**WHAT YOU WILL DO:** Arrange each line of the material below into a numbered list, skipping any blank lines.

─── ENTRIES SHOWN ───

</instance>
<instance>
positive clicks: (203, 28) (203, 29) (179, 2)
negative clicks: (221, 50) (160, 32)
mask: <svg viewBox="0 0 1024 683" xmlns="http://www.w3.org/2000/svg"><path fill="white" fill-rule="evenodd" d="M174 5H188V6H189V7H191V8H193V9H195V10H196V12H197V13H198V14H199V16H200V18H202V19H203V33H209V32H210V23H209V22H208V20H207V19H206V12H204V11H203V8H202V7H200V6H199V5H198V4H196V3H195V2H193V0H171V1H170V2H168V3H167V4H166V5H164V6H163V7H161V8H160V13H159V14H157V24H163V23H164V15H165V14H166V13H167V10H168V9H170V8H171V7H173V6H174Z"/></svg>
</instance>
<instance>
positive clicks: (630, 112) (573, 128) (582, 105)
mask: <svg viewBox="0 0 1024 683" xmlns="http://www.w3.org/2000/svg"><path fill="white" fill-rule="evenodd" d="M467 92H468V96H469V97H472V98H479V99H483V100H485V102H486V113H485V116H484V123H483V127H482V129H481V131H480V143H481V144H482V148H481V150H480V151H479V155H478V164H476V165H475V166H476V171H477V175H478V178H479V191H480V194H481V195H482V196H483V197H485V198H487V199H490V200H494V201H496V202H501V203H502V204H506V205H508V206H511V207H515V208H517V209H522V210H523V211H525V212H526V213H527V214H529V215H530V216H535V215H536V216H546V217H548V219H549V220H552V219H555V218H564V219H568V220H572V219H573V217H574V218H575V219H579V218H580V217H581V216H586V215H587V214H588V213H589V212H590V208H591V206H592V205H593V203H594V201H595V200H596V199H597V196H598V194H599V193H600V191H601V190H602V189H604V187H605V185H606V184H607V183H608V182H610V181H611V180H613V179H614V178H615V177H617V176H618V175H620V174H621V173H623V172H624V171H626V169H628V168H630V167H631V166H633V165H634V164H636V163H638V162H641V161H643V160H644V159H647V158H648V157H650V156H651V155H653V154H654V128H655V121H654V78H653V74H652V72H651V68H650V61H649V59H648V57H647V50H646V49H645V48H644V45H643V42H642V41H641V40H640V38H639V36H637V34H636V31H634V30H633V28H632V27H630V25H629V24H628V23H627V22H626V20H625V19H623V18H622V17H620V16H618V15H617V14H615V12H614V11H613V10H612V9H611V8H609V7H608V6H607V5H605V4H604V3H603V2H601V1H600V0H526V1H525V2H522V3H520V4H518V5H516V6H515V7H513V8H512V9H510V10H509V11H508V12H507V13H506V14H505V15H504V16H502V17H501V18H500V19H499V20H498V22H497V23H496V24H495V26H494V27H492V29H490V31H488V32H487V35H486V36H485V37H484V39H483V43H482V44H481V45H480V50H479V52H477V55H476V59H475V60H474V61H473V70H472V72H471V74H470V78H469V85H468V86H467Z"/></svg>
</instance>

───

**EXERCISE SOLUTION:**
1. </instance>
2. <instance>
3. positive clicks: (203, 28) (203, 29) (179, 2)
4. negative clicks: (221, 50) (160, 32)
5. mask: <svg viewBox="0 0 1024 683" xmlns="http://www.w3.org/2000/svg"><path fill="white" fill-rule="evenodd" d="M174 5H188V6H189V7H191V8H193V9H195V10H196V12H197V13H198V14H199V16H200V18H202V19H203V33H209V32H210V23H209V22H208V20H207V19H206V12H204V11H203V8H202V7H200V6H199V5H198V4H196V3H195V2H193V0H171V1H170V2H168V3H167V4H166V5H164V6H163V7H161V8H160V13H159V14H157V24H163V23H164V15H165V14H166V13H167V10H168V9H170V8H171V7H173V6H174Z"/></svg>
6. </instance>
7. <instance>
8. positive clicks: (630, 112) (573, 128) (582, 105)
9. mask: <svg viewBox="0 0 1024 683" xmlns="http://www.w3.org/2000/svg"><path fill="white" fill-rule="evenodd" d="M467 92H468V96H469V97H472V98H479V99H483V100H485V102H486V113H485V116H484V123H483V127H482V129H481V131H480V143H481V144H482V148H481V150H480V151H479V155H478V164H476V165H475V166H476V171H477V175H478V178H479V191H480V194H481V195H482V196H483V197H485V198H487V199H490V200H494V201H496V202H501V203H502V204H506V205H508V206H511V207H515V208H517V209H522V210H523V211H525V212H526V213H527V214H529V215H530V216H535V215H536V216H546V217H548V219H549V220H552V219H555V218H564V219H568V220H572V219H573V217H574V218H575V219H579V218H580V217H581V216H586V215H587V214H588V213H589V212H590V208H591V206H592V205H593V203H594V201H595V200H596V199H597V196H598V194H599V193H600V191H601V190H602V189H604V187H605V185H606V184H607V183H608V182H610V181H611V180H613V179H614V178H615V177H617V176H618V175H620V174H621V173H623V172H624V171H626V169H628V168H630V167H631V166H633V165H634V164H636V163H638V162H641V161H643V160H644V159H647V158H648V157H650V156H651V155H653V154H654V128H655V121H654V78H653V74H652V72H651V68H650V61H649V59H648V57H647V50H646V49H645V48H644V45H643V42H642V41H641V40H640V38H639V36H637V34H636V31H634V30H633V28H632V27H630V25H629V24H628V23H627V22H626V20H625V19H623V18H622V17H620V16H618V15H617V14H615V12H614V11H613V10H612V9H611V8H609V7H608V6H607V5H605V4H604V3H603V2H601V1H600V0H526V1H525V2H522V3H520V4H518V5H516V6H515V7H513V8H512V9H510V10H509V11H508V12H507V13H506V14H505V15H504V16H502V17H501V18H500V19H499V20H498V22H497V23H496V24H495V26H494V27H492V29H490V31H488V32H487V35H486V36H485V37H484V39H483V43H482V44H481V45H480V50H479V52H477V55H476V59H475V60H474V61H473V70H472V72H471V74H470V78H469V85H468V86H467Z"/></svg>
10. </instance>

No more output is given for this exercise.